• _Deine Aufgaben_:
1. Schreibe den Abschnitt des Auszugs zwischen „I. Die Klägerin“ und „und zu ahnden.“, beide eingeschlossen, ab und ersetze darin „Abkommen“ durch „Übereinkommen“.
2. Beantworte anhand des Auszugs kurz:
(a) Wie viele VU waren im Streitjahr Mitglieder der Klägerin?
(b) Wie hoch war ihr Anteil am deutschen Versicherungsmarkt 1993?
(c) Von welcher Behörde stammten die Erlasse und Verordnungen, die Anlass für das Abkommen waren?

------ Ausgewählter Auszug

KStG § 5 Abs. 1 Nr. 5
KStG § 5 Abs. 1 Nr. 5 Satz 1
KStG § 5 Abs. 1 Nr. 5 Satz 3
Diese Entscheidung enthält keinen zur Veröffentlichung bestimmten Leitsatz.
Gründe:

I. Die Klägerin und Beschwerdeführerin (Klägerin) ist ein nicht rechtsfähiger Verein. Ihm kann jedes in der Bundesrepublik Deutschland tätiges Versicherungsunternehmen (VU) als Mitglied beitreten. Im Jahr 1992 (Streitjahr) waren ca. 200 VU Mitglieder der Klägerin. Ihr Anteil am deutschen Versicherungsmarkt betrug 1993 ca. 90 v.H. Der Zweck der Klägerin ergibt sich aus einem von den Verbänden der Versicherungswirtschaft mit den Verbänden der Versicherungskaufleute, der Geschäftsstellenleiter der Versicherungen und der Versicherungsvermittler und -makler geschlossenen Abkommen zur Durchführung von Provisionsregelungen. Aufgabe der Klägerin war es, etwaige Verstöße gegen das Abkommen zu untersuchen und zu ahnden.

Anlass für das Abkommen und die Gründung der Klägerin waren Erlasse und Verordnungen des Bundesaufsichtsamtes für das Versicherungswesen (BAV), durch die es VU und Versicherungsvermittlern verboten worden war, den Versicherungsnehmern (VN) Sondervergünstigungen --insbesondere Provisionsabgaben-- zu gewähren. Durch die Verbote sollten die VN vor einer übermäßigen Belastung der VU mit Provisionskosten infolge Sondervergütungen an Einzelne geschützt und insoweit gleiche Wettbewerbsbedingungen unter den VU geschaffen werden. Ein weiterer und wesentlicher Anlass war, dass zunehmend Tochtergesellschaften gewerblicher VN als Versicherungsvermittler auftraten (sog. firmenverbundene Vermittler), um gegen Provision Versicherungsschutz für die mit ihnen verbundenen VN zu vermitteln. Die Versicherungswirtschaft sah es als eine berufsständige Aufgabe an, selbst auf der Grundlage der Erlasse und Verordnungen des BAV Missstände bei der Gewährung und Weitergabe von Provisionen zu verhindern und zu beenden.

------------
------ Bereitgestellte Daten

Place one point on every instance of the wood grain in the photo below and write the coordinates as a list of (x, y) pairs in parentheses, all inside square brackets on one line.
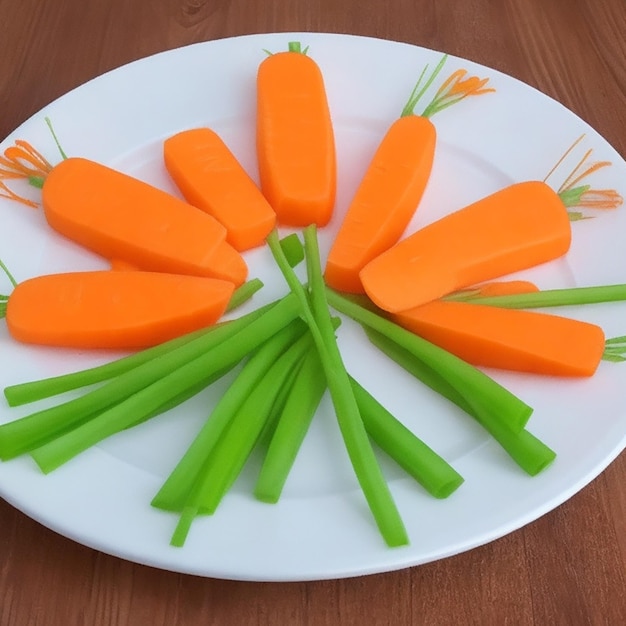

------------

• _Die Antworten_:
1.
I. Die Klägerin und Beschwerdeführerin (Klägerin) ist ein nicht rechtsfähiger Verein. Ihm kann jedes in der Bundesrepublik Deutschland tätiges Versicherungsunternehmen (VU) als Mitglied beitreten. Im Jahr 1992 (Streitjahr) waren ca. 200 VU Mitglieder der Klägerin. Ihr Anteil am deutschen Versicherungsmarkt betrug 1993 ca. 90 v.H. Der Zweck der Klägerin ergibt sich aus einem von den Verbänden der Versicherungswirtschaft mit den Verbänden der Versicherungskaufleute, der Geschäftsstellenleiter der Versicherungen und der Versicherungsvermittler und -makler geschlossenen Übereinkommen zur Durchführung von Provisionsregelungen. Aufgabe der Klägerin war es, etwaige Verstöße gegen das Übereinkommen zu untersuchen und zu ahnden.

2.
(a) Ca. 200 VU.
(b) Ca. 90 v.H.
(c) Vom Bundesaufsichtsamt für das Versicherungswesen (BAV).